+++ Supplied text +++
The U.S. (and the UK) support the effort through arms sales and technical assistance. Amnesty International urged the U.S. and the UK to stop supplying arms to Saudi Arabia and to the Saudi-led coalition.

The U.S. has offered significant military and political support for Saudi Arabia in the war and blockade on Yemen. According to a 2021 article in The Washington Post, the end of the United States support for the Saudi-led blockade against Yemen could create hope for millions of Yemenis. The article states that Biden and Congress have taken no real action to end support for the coalition after declaring that he would end "all American support for offensive operations in the war in Yemen, including relevant arms sales."

In September 2019, a report by UN investigators team, commissioned by the United Nations Human Rights Council claimed that the United States, Britain, and France, are probably complicit in the war in Yemen due to persisted sales of weaponry and intelligence support to the Saudis and their allies, particularly the United Arab Emirates. According to this report, the U.S. role in the Yemen war moves beyond supplying training and intelligence support and sales of billions of dollars of weaponry to the UAE and Saudi Arabia, America's largest weapons buyers.

==United Kingdom's role==
Although the United Kingdom has called on Saudi Arabia to ease the siege on Yemen and the British government allocated 4 million pounds in aid to meet emergency requirements, the UK government has officially supported the Saudi-led coalition since the beginning of the conflict.

In 2015, the then Foreign Secretary, the Rt Hon Philip Hammond MP, confirmed that the Saudis were using UK-manufactured aircraft and weaponry in Yemen and set out the extent of UK support for Saudi Arabia: "We have a significant infrastructure supporting the Saudi air force generally and if we are requested to provide them with enhanced support—spare parts, maintenance, technical advice, resupply—we will seek to do so. We'll support the Saudis in every practical way short of engaging in combat."

In 2018, UN experts called on the UK government to stop giving Saudi Arabia bombs to use in Yemen.
+++ Entries shown +++
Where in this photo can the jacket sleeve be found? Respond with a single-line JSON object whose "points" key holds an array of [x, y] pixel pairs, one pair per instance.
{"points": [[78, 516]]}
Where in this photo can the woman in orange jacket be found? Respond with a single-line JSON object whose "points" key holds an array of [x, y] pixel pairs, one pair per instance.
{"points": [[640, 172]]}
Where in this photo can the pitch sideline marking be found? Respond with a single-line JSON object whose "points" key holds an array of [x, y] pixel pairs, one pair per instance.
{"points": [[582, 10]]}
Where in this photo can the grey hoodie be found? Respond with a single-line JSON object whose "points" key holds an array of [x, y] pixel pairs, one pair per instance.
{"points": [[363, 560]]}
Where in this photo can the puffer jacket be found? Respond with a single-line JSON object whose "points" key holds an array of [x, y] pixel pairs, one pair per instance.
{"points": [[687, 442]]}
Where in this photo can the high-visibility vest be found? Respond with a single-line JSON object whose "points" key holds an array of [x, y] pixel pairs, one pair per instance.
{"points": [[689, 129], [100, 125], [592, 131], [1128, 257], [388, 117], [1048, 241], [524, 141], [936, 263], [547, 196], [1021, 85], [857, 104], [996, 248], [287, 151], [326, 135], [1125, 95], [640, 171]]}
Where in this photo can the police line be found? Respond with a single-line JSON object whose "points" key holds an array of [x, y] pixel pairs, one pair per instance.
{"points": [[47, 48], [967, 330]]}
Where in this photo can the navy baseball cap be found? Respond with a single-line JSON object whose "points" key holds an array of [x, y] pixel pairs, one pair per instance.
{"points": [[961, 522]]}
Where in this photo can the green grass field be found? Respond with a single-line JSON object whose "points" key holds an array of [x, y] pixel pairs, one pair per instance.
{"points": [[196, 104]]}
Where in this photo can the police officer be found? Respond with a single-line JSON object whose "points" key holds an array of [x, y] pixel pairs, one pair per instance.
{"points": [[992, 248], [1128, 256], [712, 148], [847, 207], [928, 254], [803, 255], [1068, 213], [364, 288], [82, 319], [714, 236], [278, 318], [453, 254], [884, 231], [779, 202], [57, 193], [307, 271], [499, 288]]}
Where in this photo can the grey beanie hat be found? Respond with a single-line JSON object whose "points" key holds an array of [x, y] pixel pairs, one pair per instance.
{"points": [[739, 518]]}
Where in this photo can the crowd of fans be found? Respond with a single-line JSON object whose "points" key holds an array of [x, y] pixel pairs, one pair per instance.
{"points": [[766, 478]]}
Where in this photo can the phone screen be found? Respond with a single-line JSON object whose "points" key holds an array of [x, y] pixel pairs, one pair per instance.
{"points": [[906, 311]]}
+++
What you need to do -
- 1) List the forms of enhanced support that Philip Hammond said the UK would seek to provide to the Saudi air force, according to the text on foreign support for the Saudi-led war in Yemen.
- 2) According to the text on foreign support for the Saudi-led war in Yemen, how much aid did the British government allocate to meet emergency requirements?
- 3) Continue the text on foreign support for the Saudi-led war in Yemen from its last sentence.

Responses by task -
- 1) Spare parts, maintenance, technical advice, resupply

- 2) 4 million pounds

- 3)
In a 2019 Guardian article titled: "The Saudis couldn't do it without us: the UK's true role in Yemen's deadly war", Journalist Arron Merat explains: "Every day Yemen is hit by British bombs – dropped by British planes that are flown by British-trained pilots and maintained and prepared inside Saudi Arabia by thousands of British contractors."

Merat makes it clear that: "Britain does not merely supply weapons for this war: it provides the personnel and expertise required to keep the war going. The British government has deployed RAF personnel to work as engineers, and to train Saudi pilots and targeteers – while an even larger role is played by BAE Systems, Britain's biggest arms company, which the government has subcontracted to provide weapons, maintenance and engineers inside Saudi Arabia."

In 2019, a Channel 4 documentary film named: "Britain's Hidden War: Channel 4 Dispatches", a former BAE Systems worker revealed that the Royal Saudi Air Force (RSAF) would be unable to fly its fleet of Typhoon fighter jets without BAE's support; the former BAE worker explained: "With the amount of aircraft they've got and the operational demands, if we weren't there in 7 to 14 days there wouldn't be a jet in the sky."

According to the report of UN experts and the world's most valued NGOs documenting a consistent pattern of violations, the UK is responsible for international law violations as the leading arms provider of the Saudi Arabia-led.

==United Nations reaction==
According to Agence France-Presse, The United Nations called the Saudi-led coalition to instantly/completely lift the blockade on Yemen. The World Health Organization announced that there is a rapid incidence of diphtheria disease in 13 provinces of Yemen. This organization also added, the incidence of diphtheria in Yemen is regarded as a worrying problem. The Saudi Arabian-led coalition blocked all sea, land and air borders of Yemen after Ansar Allah's missile attack on Riyadh on 6 November 2017, and did not allow international aid to be delivered to Yemeni people.

According to Iranian reports, there are approximately one million Yemenis who have been affected by cholera, and more than 2200 people have died due to the disease. This has led to protests against the blockade where the United Nations appealed to the Saudi Arabian-led military coalition to entirely lift its blockade of Yemen, saying up to 8 million people were "right on the brink of famine".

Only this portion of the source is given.